▶ What needs to be done
Write out each situation that follows a "But what if…" line in the phone etiquette text below.

** START OF Excerpted text **

1 — The Person Present has Priority.

Ignore the buzz, ding, vibration—whatever just beckoned your attention away from the conversation you are in. Ignore it. It’s always been a negative gesture to look at your watch while you’re in a conversation. Checking the text that came in is no different than checking the time. My favorite tweet of all time was from Anna Kendrick when Apple introduced the iWatch in 2015.

Anna, no truer words. And our sentiments have nothing to do with the price.

But what if…

– This person won’t stop talking?

Great question. You need a rehearsed way out. Many of us are unsure of what to do when we’re caught in a conversation we need to wiggle out of. Find a comfortable go-to script. My friend, Tom, uses this one, “So sorry, Heather, I need to put a pin in that. Let’s come back to it. I have (insert commitment) in five minutes, and I definitely want to finish this later.” The winning elements: Assertive but kind. He didn’t make me feel less important than his next conversation.

– I’m waiting on an important call?

That’s something to say up front. When this is the case, the first time it’s your turn to speak, something like, “before I chime in, I may have to step away unexpectedly. I‘m waiting on a call and have committed to a quick response,” is all you need to say.

Wortham Center empty Houston Grand Opera
The Wortham Center in Houston.

2 — Dark and quiet.

You may know to silence your phone but lighting up your screen is a no-go as well. When you’re in a group setting that involves dimmed lights, whether it’s a meeting, wedding, movie, or another gathering, both quiet and dark are the protocol. If you need to use your device, excuse yourself and don’t start talking until you’re clear of sharing sight or sound.

But what if…

– I’m a doctor and I’m on call?

** END OF Excerpted text **
** START OF Supplied data **

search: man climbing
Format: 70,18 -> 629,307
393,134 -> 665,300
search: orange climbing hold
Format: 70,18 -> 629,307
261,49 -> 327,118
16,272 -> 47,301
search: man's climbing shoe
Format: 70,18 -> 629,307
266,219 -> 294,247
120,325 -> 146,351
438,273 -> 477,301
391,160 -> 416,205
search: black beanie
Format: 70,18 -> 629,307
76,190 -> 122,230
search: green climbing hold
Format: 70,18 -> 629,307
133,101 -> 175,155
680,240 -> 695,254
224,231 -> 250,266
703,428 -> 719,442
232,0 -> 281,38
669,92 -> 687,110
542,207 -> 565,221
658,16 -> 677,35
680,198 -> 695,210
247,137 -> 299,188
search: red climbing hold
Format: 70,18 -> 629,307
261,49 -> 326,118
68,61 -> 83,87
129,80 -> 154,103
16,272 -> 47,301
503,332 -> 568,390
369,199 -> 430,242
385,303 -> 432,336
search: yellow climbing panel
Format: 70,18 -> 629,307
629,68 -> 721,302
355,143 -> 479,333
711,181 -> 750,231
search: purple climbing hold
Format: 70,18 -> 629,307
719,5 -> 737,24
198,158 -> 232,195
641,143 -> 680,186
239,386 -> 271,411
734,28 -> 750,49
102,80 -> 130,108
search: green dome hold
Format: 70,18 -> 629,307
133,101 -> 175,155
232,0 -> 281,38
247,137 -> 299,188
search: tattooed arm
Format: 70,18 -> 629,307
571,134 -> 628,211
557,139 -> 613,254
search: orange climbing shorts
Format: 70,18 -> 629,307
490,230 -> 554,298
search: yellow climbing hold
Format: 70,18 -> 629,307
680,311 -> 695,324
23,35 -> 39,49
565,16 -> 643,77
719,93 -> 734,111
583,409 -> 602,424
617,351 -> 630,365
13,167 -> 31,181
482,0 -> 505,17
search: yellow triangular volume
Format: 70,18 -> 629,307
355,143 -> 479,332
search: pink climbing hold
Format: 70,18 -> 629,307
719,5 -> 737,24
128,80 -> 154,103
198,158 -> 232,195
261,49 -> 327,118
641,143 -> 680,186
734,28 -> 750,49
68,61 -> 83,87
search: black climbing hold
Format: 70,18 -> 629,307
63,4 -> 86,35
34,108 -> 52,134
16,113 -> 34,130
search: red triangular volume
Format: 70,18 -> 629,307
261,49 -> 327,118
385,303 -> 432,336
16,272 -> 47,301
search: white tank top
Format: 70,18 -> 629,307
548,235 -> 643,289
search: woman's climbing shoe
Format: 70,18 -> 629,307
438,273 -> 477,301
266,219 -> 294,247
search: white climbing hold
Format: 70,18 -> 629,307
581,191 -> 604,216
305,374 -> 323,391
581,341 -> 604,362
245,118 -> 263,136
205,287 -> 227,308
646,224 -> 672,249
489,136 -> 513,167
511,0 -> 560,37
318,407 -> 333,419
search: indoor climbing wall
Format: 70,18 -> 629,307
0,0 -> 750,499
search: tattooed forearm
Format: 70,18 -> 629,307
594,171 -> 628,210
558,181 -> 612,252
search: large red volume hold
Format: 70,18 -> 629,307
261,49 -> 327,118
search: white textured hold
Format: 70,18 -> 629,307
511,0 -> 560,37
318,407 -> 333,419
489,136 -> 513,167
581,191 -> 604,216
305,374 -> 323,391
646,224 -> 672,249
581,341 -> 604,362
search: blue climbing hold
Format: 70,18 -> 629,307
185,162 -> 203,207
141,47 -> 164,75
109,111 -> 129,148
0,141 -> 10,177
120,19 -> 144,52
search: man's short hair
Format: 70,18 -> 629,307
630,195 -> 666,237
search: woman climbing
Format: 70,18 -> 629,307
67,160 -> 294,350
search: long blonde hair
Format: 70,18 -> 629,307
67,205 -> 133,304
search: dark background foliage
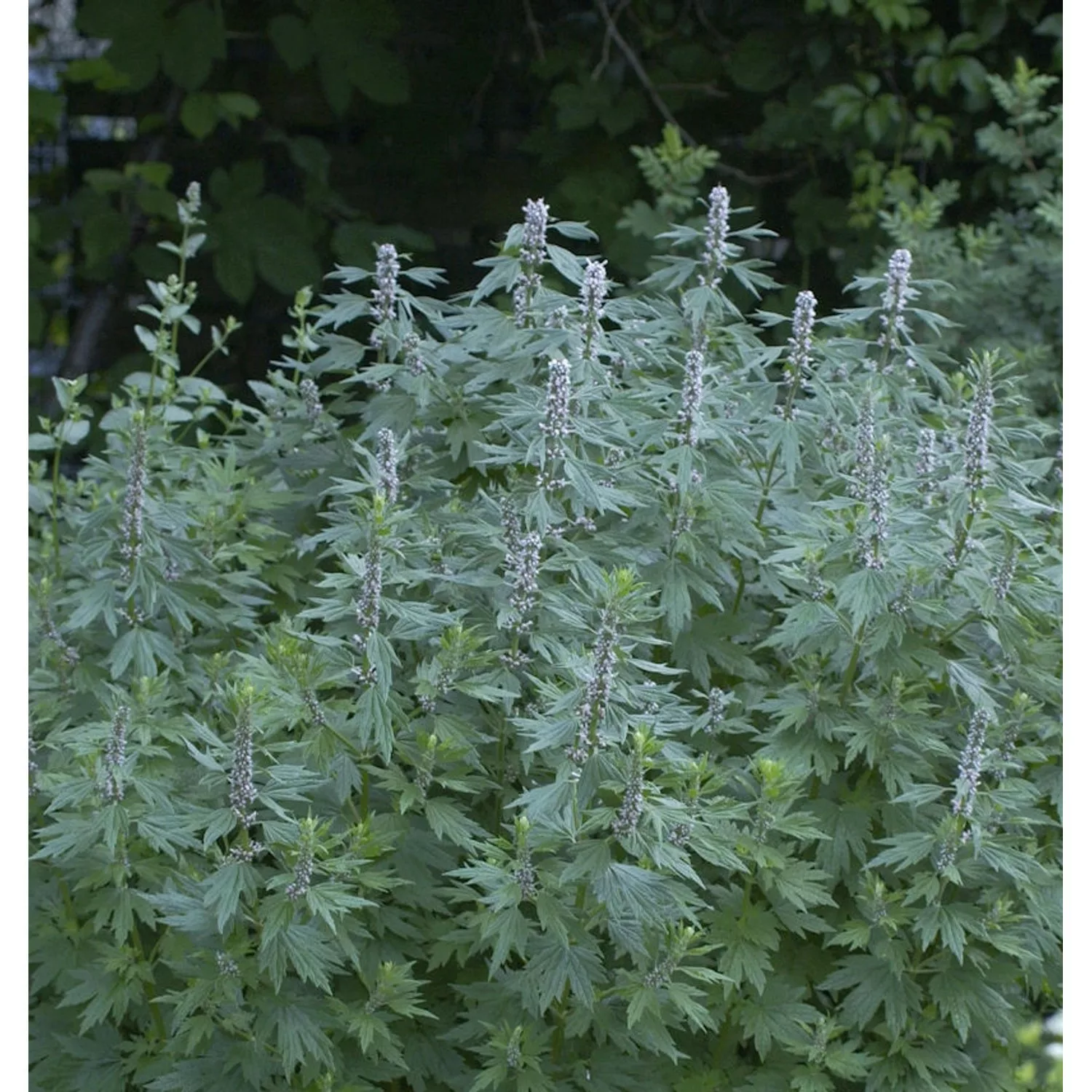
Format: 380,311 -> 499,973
31,0 -> 1061,406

** END OF Supplied data **

▶ Task output
- This person won't stop talking?
- I'm waiting on an important call?
- I'm a doctor and I'm on call?